→ What is required: Would you repeat the entries below exactly and omit the pictures?

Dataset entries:
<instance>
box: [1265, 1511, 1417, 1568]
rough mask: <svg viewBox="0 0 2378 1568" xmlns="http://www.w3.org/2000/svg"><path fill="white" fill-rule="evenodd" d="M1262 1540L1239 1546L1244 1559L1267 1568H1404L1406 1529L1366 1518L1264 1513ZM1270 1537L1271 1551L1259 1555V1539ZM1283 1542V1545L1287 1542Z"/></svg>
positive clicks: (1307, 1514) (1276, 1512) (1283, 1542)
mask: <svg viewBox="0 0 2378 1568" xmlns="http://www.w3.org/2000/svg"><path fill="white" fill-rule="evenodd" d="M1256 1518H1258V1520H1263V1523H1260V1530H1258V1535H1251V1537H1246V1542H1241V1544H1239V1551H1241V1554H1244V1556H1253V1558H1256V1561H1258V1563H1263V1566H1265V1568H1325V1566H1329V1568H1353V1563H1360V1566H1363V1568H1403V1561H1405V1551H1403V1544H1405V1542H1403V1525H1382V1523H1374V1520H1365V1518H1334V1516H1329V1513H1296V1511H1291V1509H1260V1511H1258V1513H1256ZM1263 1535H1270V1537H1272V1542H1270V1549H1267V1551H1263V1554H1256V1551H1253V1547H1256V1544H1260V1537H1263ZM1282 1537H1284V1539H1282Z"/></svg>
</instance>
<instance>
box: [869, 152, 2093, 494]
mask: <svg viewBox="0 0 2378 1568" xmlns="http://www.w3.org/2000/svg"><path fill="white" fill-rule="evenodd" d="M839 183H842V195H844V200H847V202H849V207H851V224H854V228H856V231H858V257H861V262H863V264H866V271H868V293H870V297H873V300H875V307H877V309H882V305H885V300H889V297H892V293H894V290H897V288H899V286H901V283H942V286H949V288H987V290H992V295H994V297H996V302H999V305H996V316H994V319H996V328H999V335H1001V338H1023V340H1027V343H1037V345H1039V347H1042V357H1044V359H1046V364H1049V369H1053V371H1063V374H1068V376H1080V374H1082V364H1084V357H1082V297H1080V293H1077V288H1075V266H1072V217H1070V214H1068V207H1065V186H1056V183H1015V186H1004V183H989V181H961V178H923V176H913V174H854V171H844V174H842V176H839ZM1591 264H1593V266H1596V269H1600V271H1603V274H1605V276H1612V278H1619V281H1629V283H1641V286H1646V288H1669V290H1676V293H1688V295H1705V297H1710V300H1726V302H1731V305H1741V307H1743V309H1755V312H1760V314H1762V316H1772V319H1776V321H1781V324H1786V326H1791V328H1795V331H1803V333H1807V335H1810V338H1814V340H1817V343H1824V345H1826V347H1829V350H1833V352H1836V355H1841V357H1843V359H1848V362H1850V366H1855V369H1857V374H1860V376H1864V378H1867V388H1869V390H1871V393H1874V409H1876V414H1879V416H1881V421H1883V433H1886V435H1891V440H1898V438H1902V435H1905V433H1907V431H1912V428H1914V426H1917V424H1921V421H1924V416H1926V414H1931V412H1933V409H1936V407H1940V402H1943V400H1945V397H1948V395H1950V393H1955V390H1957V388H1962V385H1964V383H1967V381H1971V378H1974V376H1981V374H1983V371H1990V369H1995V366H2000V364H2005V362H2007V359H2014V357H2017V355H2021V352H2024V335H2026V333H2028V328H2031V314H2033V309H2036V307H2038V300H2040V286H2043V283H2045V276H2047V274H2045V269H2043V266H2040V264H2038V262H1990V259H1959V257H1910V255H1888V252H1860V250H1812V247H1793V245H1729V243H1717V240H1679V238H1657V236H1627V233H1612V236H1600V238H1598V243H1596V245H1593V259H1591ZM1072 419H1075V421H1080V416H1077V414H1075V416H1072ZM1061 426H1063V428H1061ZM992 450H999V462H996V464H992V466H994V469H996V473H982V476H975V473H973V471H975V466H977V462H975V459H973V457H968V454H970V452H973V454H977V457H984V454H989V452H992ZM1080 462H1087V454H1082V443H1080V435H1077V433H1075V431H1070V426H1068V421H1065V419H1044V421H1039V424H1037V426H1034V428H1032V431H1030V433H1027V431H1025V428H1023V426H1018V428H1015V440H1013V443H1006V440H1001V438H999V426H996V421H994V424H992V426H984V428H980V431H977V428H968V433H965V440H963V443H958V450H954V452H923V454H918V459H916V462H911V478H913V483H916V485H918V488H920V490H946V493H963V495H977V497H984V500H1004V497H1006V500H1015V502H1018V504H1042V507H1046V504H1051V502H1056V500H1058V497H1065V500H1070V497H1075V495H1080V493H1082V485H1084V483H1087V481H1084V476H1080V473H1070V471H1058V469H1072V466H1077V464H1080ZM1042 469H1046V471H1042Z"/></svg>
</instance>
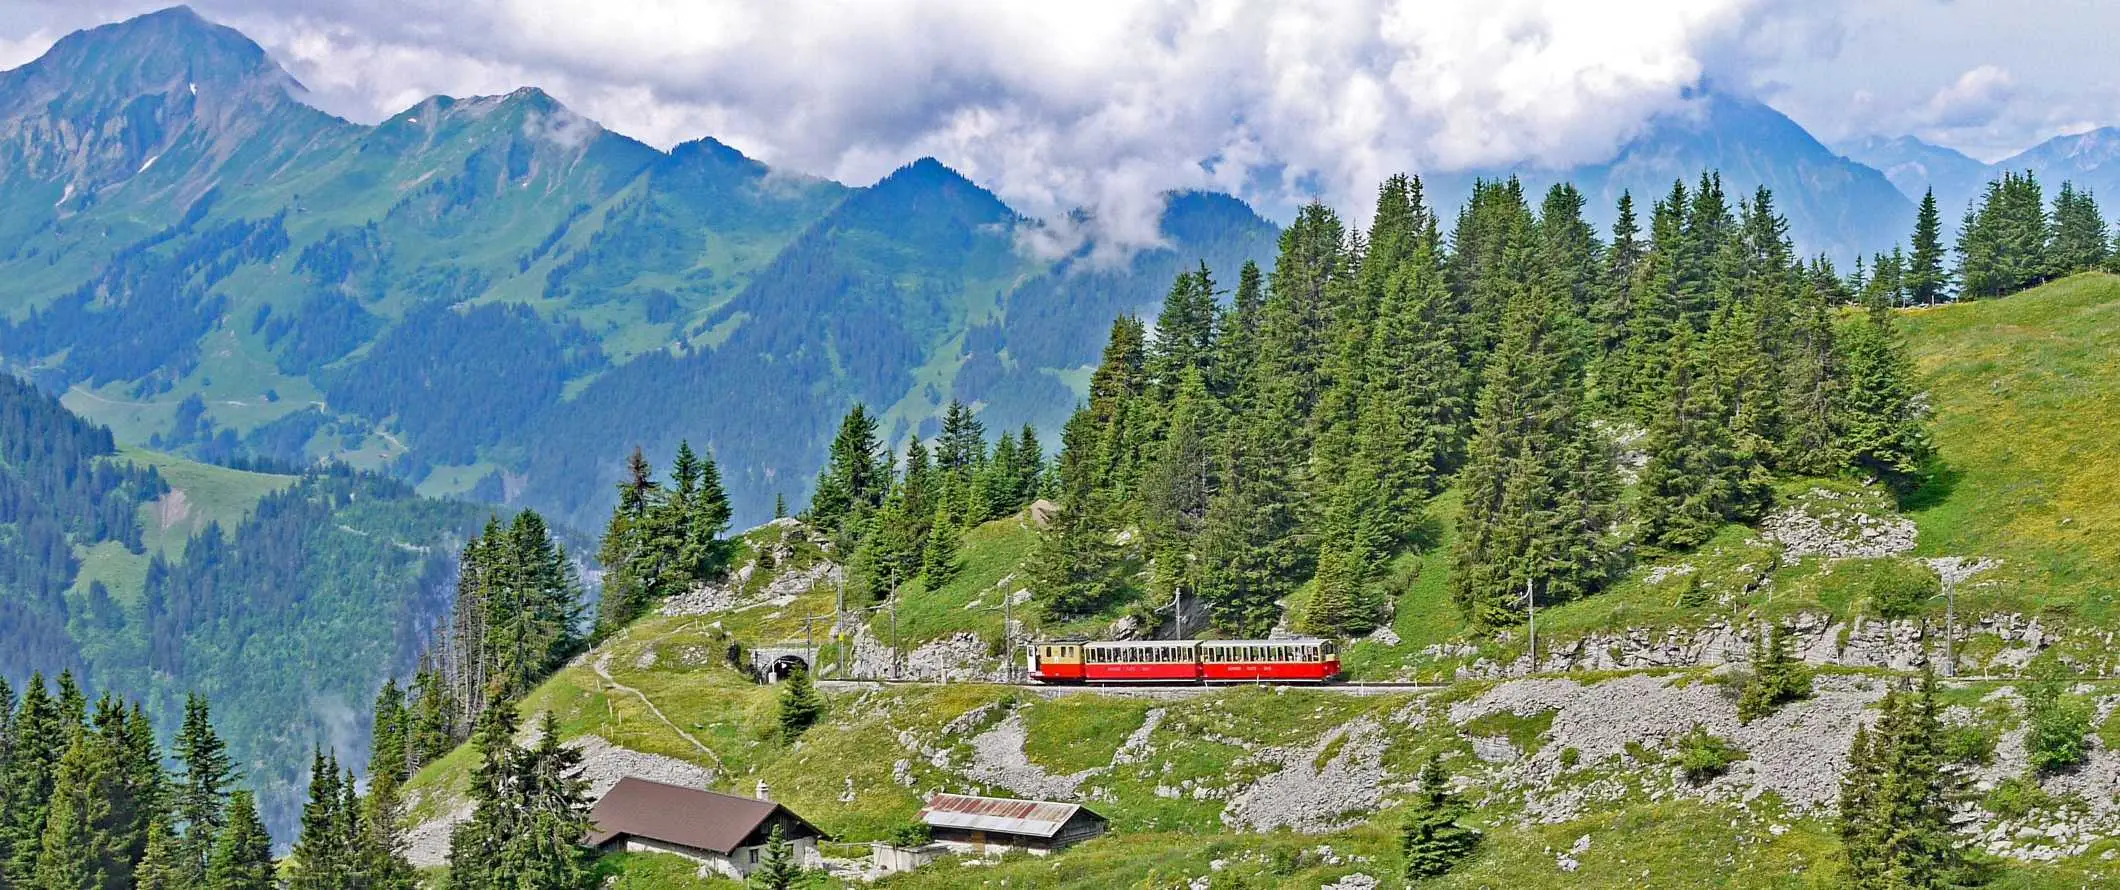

→ Result of the task:
<instance>
box: [1265, 1511, 1417, 1568]
rough mask: <svg viewBox="0 0 2378 1568" xmlns="http://www.w3.org/2000/svg"><path fill="white" fill-rule="evenodd" d="M1262 1540L1239 1546L1244 1559L1267 1568H1404L1406 1529L1366 1518L1264 1513ZM1270 1537L1271 1551L1259 1555V1539ZM1283 1542V1545L1287 1542Z"/></svg>
positive clicks: (1307, 1514) (1276, 1512) (1283, 1542)
mask: <svg viewBox="0 0 2378 1568" xmlns="http://www.w3.org/2000/svg"><path fill="white" fill-rule="evenodd" d="M1256 1518H1258V1520H1263V1523H1260V1530H1258V1535H1251V1537H1246V1542H1241V1544H1239V1551H1241V1554H1244V1556H1253V1558H1256V1561H1258V1563H1263V1566H1265V1568H1325V1566H1329V1568H1353V1563H1360V1566H1363V1568H1403V1561H1405V1551H1403V1544H1405V1542H1403V1525H1382V1523H1374V1520H1365V1518H1334V1516H1329V1513H1296V1511H1291V1509H1260V1511H1258V1513H1256ZM1263 1535H1270V1537H1272V1542H1270V1549H1267V1551H1263V1554H1256V1551H1253V1547H1256V1544H1260V1537H1263ZM1282 1537H1284V1539H1282Z"/></svg>
</instance>
<instance>
box: [869, 152, 2093, 494]
mask: <svg viewBox="0 0 2378 1568" xmlns="http://www.w3.org/2000/svg"><path fill="white" fill-rule="evenodd" d="M839 183H842V195H844V200H847V202H849V207H851V224H854V228H856V231H858V257H861V262H863V264H866V271H868V293H870V297H873V300H875V307H877V309H882V305H885V300H889V297H892V293H894V290H897V288H899V286H901V283H942V286H949V288H987V290H992V295H994V297H996V302H999V305H996V316H994V319H996V328H999V335H1001V338H1023V340H1027V343H1037V345H1039V347H1042V357H1044V359H1046V364H1049V369H1053V371H1063V374H1068V376H1080V374H1082V364H1084V357H1082V297H1080V293H1077V288H1075V266H1072V217H1070V214H1068V207H1065V186H1056V183H1015V186H1004V183H989V181H961V178H923V176H913V174H854V171H844V174H842V176H839ZM1591 264H1593V266H1596V269H1600V271H1603V274H1605V276H1612V278H1619V281H1629V283H1641V286H1646V288H1669V290H1676V293H1688V295H1705V297H1710V300H1726V302H1731V305H1741V307H1743V309H1755V312H1760V314H1762V316H1772V319H1776V321H1781V324H1786V326H1791V328H1795V331H1803V333H1807V335H1810V338H1814V340H1817V343H1824V345H1826V347H1829V350H1833V352H1836V355H1841V357H1843V359H1848V362H1850V366H1855V369H1857V374H1860V376H1864V378H1867V388H1869V390H1871V393H1874V409H1876V414H1879V416H1881V421H1883V433H1886V435H1891V440H1898V438H1902V435H1905V433H1907V431H1912V428H1914V426H1917V424H1921V421H1924V416H1926V414H1931V412H1933V409H1936V407H1940V402H1943V400H1945V397H1948V395H1950V393H1955V390H1957V388H1962V385H1964V383H1967V381H1971V378H1974V376H1981V374H1983V371H1990V369H1995V366H2000V364H2005V362H2007V359H2014V357H2017V355H2021V352H2024V335H2026V333H2028V328H2031V314H2033V309H2036V307H2038V300H2040V286H2043V283H2045V276H2047V274H2045V269H2043V266H2040V264H2038V262H1990V259H1959V257H1910V255H1888V252H1860V250H1812V247H1793V245H1729V243H1717V240H1679V238H1657V236H1627V233H1612V236H1600V238H1598V243H1596V245H1593V259H1591ZM1072 419H1075V421H1080V416H1077V414H1075V416H1072ZM1061 426H1063V428H1061ZM992 450H999V462H996V464H992V466H994V469H996V473H982V476H975V473H973V471H975V466H977V462H975V459H973V457H968V454H970V452H973V454H977V457H984V454H989V452H992ZM1080 462H1087V454H1082V443H1080V435H1077V433H1075V431H1070V426H1068V421H1065V419H1044V421H1039V424H1037V426H1034V428H1032V431H1030V433H1027V431H1025V428H1023V426H1018V428H1015V440H1013V443H1006V440H1001V438H999V426H996V421H994V424H992V426H984V428H980V431H977V428H968V433H965V440H963V443H958V450H954V452H923V454H918V459H916V462H911V478H913V483H916V485H918V488H920V490H946V493H963V495H977V497H984V500H1004V497H1006V500H1015V502H1018V504H1042V507H1046V504H1051V502H1056V500H1058V497H1065V500H1070V497H1075V495H1080V493H1082V485H1084V483H1087V481H1084V476H1080V473H1070V471H1058V469H1072V466H1077V464H1080ZM1042 469H1046V471H1042Z"/></svg>
</instance>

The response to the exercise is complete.